▶ [Given instruction A]:
Collect every line in the records that contains the string "point", matching its case exactly.

------ Text shown ------

For innovation to succeed you have to get personal.
That’s the viewpoint of Gary Evans, longtime professor of entrepreneurship at Harvey Mudd College. It’s been his mission for over 30 years to get like-minded people in the same room to talk. Employing a variety of strategies, Evans strategically connects and inspires innovative students and alumni.
Connecting Via the Network
One of his longest-running tactics is the Entrepreneurial Network, begun in 2001 and supported by a loyal cadre of alumni and friends. Its first meetings were held in Berkeley, Santa Clara, La Jolla and San Francisco and included Joe Costello ’74, electronic design automation pioneer (his companies include think3 and Electronic Speech Systems) and Dan Meacham ’95, analog subsystem designer (founder of innoCOMM and Staccato Communications). In addition to social time and a meal, network meetings include presentations from those seeking startup advice. Since the introduction of these presentations within the last few years, attendance has increased. A recent Entrepreneurial Network meeting in Santa Monica—featuring venture fund investors, established alumni entrepreneurs (Xplicit Computing and Voodoo Manufacturing) and HMC students—was “the most successful meeting we’ve ever had,” says Evans, who holds the Ruth and Harvey Berry Professorship in Entrepreneurial Leadership.

------ Data for processing ------

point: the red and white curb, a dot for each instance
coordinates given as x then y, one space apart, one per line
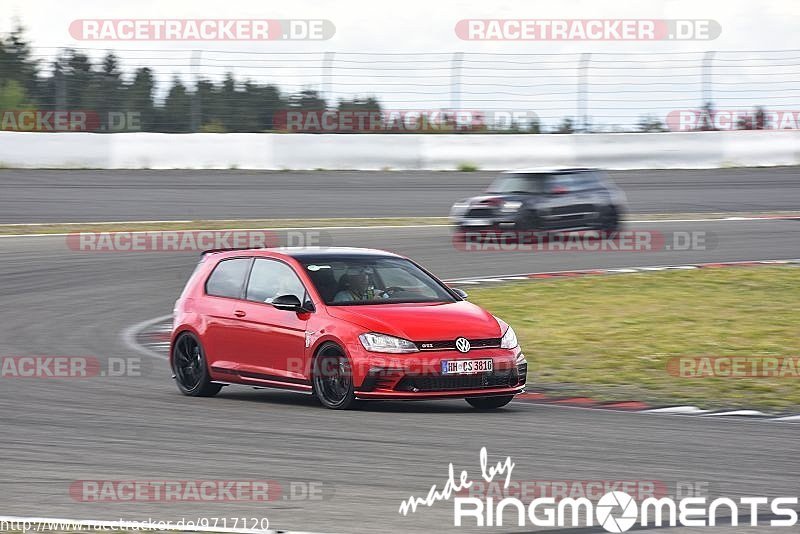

------
------ Data for processing ------

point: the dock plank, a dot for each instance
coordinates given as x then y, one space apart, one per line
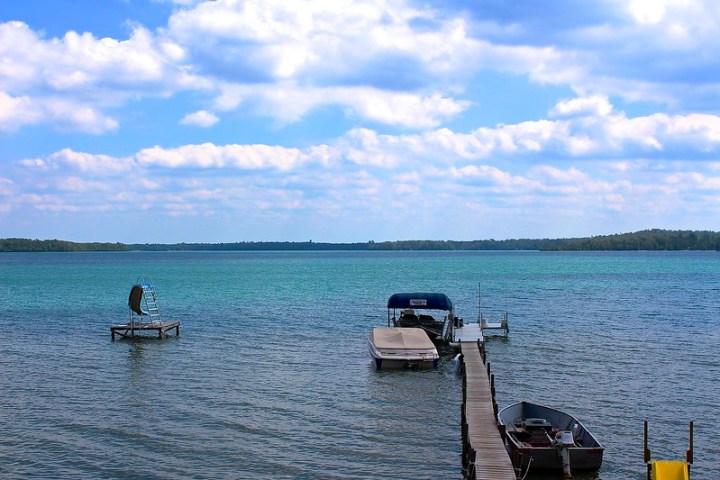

------
------ Data for processing ------

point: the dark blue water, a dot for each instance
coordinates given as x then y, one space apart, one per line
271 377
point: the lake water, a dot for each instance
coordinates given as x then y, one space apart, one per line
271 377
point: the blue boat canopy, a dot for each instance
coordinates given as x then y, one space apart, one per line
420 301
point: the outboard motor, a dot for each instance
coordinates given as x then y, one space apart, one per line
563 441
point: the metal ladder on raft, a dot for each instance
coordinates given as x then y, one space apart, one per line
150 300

------

▶ [Given instruction B]:
Extend the article about Gary Evans and the Entrepreneurial Network beyond its final sentence.

▶ [Answer A]:
point: the red and white curb, a dot for each instance
point: the dock plank, a dot for each instance
point: the dark blue water, a dot for each instance
point: the lake water, a dot for each instance
point: the blue boat canopy, a dot for each instance
point: the outboard motor, a dot for each instance
point: the metal ladder on raft, a dot for each instance

▶ [Answer B]:
These gatherings are important for Harvey Mudd, which does not have a massive alumni base like Harvard or USC, says Evans. The relationships that emerge from these meetings can provide encouragement, deliver a reality check and launch startups. “That’s the strength of the network,” he says.
Shortly after graduating from Harvey Mudd, Vanessa Ronan ’15 (computer science), creator of the app, Decorator, met her co-founder, Stephen Yu ’07, at a Menlo Park meeting. She describes her experiences with the Entrepreneurial Network as “incredibly helpful.”
“It was my first opportunity to pitch my idea and see how people responded to it,” Ronan says. “It made me put together a more comprehensive overview of the company and figure out how to actually articulate my vision for Decorator.”
Ronan’s app is crowdsourcing for interior design, “like The Sims for real-life homes.” Those needing decorating advice add a picture of their room, and others redesign the room by changing wall colors, adding furniture and more. The free app is proving popular: Ronan says their interior design-loving audience is growing, and more people are asking for and giving advice in the app due to improvements that she and her three colleagues are deploying.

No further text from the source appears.